◆ TASK GOAL:
Can you copy out, word for word, everything from the start of the data down to and including the line that contains "point(122, 176)"?

--

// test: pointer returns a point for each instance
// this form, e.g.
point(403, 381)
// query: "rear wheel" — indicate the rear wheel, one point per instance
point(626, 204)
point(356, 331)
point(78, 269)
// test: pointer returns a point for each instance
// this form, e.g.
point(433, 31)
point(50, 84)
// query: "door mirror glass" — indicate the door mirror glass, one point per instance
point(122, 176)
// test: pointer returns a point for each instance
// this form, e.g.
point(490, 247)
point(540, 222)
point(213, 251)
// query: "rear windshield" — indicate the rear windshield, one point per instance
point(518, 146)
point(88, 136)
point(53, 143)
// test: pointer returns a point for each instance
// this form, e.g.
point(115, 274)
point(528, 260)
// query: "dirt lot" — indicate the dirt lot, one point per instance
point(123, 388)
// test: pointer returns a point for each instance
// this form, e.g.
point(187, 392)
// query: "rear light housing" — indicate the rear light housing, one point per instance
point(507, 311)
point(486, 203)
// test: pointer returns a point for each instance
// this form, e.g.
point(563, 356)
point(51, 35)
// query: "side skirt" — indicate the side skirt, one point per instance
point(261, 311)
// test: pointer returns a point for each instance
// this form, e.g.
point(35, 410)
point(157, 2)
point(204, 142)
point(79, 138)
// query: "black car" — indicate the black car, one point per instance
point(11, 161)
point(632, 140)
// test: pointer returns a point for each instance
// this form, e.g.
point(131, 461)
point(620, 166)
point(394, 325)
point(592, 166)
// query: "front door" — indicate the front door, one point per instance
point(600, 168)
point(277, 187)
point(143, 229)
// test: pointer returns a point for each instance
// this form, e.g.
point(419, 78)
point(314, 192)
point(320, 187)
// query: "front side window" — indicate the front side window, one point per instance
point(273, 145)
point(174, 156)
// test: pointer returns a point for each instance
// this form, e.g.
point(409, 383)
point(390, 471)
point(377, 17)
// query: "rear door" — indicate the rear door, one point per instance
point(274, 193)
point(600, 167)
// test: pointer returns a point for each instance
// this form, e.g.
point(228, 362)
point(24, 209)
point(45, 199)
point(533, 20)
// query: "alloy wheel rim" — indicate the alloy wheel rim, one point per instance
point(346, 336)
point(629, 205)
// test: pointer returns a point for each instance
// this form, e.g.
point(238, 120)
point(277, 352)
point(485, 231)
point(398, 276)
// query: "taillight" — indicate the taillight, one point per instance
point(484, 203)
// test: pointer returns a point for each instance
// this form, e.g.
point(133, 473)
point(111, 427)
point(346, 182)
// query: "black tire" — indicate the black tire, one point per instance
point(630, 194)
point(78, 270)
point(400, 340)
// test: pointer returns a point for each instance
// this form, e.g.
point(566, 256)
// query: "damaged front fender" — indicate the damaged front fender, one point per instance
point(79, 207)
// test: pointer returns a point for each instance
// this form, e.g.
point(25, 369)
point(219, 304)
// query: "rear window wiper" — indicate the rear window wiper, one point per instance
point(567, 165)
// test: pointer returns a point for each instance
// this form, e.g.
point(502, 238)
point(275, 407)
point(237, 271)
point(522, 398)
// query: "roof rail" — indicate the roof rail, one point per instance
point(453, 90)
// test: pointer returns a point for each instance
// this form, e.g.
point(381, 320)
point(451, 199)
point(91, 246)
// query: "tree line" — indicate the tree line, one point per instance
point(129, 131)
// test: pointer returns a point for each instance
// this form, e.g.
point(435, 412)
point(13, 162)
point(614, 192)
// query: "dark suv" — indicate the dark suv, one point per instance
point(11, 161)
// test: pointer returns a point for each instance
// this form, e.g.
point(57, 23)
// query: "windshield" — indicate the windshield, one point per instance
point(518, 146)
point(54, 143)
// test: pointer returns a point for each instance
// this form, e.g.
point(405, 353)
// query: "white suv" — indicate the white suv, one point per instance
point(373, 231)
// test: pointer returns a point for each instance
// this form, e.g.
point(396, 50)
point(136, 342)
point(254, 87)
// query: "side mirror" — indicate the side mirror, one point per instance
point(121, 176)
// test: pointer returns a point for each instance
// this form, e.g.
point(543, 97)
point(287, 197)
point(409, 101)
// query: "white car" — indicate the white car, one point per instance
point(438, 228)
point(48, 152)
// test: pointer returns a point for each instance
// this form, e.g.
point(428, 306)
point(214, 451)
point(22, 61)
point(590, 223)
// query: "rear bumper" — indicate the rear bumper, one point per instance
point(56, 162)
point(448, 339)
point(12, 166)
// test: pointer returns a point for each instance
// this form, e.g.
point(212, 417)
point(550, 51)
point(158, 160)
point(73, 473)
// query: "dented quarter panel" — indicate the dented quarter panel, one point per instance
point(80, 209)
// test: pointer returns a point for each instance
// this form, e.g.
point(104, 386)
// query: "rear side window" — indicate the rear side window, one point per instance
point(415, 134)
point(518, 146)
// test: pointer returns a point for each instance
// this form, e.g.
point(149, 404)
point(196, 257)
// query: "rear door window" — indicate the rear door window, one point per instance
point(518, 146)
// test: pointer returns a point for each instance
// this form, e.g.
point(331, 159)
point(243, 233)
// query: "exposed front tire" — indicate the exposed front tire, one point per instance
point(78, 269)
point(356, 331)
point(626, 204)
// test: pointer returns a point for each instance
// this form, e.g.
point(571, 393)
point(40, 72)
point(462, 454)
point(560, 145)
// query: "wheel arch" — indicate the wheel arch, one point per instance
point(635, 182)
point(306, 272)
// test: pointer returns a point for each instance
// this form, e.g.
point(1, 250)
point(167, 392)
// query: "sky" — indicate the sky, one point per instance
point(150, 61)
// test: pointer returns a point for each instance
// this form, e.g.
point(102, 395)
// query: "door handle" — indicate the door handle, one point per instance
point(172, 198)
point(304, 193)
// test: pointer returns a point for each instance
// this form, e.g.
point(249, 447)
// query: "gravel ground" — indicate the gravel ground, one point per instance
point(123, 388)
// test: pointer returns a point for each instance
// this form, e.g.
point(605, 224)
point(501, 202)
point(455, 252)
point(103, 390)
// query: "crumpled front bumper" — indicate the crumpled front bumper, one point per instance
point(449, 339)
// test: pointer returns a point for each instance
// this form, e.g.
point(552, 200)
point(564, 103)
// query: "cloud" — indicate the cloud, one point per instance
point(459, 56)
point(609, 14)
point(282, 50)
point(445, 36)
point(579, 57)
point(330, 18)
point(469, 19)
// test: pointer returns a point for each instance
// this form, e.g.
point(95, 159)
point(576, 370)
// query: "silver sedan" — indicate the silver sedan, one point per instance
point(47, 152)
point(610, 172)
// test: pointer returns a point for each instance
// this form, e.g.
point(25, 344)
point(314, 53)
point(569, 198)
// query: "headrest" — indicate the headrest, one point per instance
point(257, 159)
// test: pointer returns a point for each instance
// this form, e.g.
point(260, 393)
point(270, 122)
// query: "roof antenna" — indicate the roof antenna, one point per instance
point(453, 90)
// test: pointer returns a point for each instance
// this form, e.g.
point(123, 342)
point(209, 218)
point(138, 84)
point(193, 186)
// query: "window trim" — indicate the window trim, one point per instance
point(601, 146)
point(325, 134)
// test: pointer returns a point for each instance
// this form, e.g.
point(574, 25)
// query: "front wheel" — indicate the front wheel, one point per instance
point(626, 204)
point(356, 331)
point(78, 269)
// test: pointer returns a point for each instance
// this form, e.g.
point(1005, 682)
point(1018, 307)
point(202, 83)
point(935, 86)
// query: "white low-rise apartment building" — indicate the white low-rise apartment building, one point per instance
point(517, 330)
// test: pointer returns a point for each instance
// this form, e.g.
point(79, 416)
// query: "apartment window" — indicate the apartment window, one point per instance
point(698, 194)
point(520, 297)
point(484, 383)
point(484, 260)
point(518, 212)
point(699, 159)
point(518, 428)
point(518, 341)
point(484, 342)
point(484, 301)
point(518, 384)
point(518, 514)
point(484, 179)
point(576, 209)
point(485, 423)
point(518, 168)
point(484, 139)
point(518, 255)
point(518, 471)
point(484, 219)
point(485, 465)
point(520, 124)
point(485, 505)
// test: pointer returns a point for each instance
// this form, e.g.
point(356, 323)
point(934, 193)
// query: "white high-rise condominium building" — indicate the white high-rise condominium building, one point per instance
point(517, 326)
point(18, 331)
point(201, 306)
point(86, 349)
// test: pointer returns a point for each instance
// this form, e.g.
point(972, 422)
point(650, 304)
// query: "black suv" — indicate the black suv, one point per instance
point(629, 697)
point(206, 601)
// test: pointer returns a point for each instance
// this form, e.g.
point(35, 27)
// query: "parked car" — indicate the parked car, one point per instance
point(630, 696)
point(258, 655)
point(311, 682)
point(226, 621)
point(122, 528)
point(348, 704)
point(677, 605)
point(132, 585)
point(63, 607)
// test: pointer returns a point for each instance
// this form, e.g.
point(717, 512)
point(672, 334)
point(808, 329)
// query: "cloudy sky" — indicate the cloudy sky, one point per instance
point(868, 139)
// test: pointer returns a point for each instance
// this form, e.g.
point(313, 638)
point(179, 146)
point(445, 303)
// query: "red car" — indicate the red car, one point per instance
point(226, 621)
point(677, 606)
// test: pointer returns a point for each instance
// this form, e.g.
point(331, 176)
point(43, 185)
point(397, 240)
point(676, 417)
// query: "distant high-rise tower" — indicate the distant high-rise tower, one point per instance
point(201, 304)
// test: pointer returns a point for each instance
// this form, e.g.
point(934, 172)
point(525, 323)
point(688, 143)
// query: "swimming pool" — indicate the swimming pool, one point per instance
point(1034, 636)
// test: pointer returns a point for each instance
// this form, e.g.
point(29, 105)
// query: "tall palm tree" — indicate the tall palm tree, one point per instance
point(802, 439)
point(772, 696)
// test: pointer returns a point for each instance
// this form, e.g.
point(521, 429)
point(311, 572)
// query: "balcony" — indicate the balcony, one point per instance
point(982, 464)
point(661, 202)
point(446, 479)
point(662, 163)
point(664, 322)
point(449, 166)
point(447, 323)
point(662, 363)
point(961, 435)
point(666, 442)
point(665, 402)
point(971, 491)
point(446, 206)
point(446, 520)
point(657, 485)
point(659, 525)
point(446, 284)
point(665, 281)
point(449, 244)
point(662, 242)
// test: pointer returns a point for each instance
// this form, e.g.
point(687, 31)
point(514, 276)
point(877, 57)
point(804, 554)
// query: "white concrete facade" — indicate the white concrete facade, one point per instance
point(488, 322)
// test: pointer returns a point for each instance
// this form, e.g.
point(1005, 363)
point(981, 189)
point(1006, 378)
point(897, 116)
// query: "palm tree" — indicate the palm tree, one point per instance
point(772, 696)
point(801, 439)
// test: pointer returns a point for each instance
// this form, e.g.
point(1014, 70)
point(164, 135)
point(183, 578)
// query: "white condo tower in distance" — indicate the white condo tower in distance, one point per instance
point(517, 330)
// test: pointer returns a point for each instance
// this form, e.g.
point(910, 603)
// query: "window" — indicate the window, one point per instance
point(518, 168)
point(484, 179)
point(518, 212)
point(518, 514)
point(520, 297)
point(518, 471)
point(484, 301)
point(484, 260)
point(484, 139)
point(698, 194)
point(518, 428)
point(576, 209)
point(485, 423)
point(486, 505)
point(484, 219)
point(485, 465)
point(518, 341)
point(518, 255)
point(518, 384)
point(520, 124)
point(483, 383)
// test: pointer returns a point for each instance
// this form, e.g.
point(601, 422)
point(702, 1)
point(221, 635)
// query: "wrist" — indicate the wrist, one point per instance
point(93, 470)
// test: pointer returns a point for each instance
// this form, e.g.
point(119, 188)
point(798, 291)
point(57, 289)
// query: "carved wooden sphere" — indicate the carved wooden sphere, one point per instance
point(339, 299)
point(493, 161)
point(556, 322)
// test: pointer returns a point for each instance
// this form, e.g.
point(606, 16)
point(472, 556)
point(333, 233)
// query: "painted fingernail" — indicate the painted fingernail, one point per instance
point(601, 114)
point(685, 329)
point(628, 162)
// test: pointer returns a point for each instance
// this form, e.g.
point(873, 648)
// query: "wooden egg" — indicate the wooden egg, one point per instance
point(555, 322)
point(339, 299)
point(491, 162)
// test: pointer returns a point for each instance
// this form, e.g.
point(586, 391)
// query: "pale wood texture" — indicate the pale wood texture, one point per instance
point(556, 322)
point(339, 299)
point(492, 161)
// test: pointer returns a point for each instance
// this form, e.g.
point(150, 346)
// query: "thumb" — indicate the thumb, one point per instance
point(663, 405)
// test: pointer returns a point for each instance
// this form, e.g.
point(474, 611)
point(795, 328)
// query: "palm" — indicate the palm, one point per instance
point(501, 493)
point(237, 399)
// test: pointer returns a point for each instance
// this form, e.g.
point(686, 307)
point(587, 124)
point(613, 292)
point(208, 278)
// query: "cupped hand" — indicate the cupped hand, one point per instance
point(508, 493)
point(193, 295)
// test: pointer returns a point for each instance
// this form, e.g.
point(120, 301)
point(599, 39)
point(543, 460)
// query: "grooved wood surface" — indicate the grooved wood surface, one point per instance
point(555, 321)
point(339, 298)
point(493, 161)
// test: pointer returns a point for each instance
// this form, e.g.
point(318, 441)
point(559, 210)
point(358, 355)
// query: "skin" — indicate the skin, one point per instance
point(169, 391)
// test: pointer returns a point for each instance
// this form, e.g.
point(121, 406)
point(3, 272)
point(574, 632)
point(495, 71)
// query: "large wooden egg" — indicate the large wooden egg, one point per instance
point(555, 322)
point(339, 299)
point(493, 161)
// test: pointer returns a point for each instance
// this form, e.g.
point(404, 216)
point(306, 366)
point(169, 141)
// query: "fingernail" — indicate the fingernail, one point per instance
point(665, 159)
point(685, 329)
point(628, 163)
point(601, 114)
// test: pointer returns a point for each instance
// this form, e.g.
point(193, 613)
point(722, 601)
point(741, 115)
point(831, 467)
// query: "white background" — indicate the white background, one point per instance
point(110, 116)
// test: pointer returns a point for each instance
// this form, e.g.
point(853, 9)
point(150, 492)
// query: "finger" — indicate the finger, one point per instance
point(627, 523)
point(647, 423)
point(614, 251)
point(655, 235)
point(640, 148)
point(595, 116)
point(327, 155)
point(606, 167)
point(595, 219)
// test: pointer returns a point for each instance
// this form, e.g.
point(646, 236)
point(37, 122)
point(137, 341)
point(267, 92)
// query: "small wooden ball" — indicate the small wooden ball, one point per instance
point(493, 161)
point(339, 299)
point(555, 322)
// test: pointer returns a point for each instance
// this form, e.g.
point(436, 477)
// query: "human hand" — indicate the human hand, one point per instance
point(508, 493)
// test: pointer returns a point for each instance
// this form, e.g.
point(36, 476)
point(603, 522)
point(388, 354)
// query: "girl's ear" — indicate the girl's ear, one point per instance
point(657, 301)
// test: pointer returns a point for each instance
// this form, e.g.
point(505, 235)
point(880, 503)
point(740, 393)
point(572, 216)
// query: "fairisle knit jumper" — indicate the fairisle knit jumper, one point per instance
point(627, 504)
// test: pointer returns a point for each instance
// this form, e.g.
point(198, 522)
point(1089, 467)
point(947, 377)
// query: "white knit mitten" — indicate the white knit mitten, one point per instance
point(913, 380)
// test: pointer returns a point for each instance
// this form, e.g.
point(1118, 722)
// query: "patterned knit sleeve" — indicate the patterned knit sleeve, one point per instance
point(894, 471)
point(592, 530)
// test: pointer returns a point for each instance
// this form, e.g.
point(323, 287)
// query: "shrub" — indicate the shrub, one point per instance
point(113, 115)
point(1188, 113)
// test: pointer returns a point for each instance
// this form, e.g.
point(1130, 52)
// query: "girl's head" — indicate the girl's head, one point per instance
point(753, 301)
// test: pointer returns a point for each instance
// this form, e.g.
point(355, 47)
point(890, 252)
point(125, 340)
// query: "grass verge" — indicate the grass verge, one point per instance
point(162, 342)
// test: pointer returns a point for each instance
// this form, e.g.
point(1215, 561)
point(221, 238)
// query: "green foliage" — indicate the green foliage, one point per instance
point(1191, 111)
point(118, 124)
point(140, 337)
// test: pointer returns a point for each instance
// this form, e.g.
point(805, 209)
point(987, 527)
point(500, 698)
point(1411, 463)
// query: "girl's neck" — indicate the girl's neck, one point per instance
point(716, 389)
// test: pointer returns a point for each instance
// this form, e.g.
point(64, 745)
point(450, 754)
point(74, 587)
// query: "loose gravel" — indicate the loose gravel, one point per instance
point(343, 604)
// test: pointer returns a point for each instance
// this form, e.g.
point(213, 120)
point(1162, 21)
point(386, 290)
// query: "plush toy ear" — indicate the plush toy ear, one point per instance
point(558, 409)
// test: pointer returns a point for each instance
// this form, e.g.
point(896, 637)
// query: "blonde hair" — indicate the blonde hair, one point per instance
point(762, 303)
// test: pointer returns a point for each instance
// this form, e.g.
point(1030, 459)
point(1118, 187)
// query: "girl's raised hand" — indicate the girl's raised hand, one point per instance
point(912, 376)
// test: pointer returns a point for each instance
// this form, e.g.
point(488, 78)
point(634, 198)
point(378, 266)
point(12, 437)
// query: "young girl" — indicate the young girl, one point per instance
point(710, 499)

--

◆ PROBLEM SOLUTION:
// test: pointer returns a point for each instance
// this form, e.g.
point(403, 381)
// query: "rear wheel" — indicate the rear wheel, one point per instance
point(626, 204)
point(356, 331)
point(78, 269)
// test: pointer returns a point for each instance
// this form, e.g.
point(433, 31)
point(50, 84)
// query: "door mirror glass" — indicate the door mirror glass, one point per instance
point(122, 176)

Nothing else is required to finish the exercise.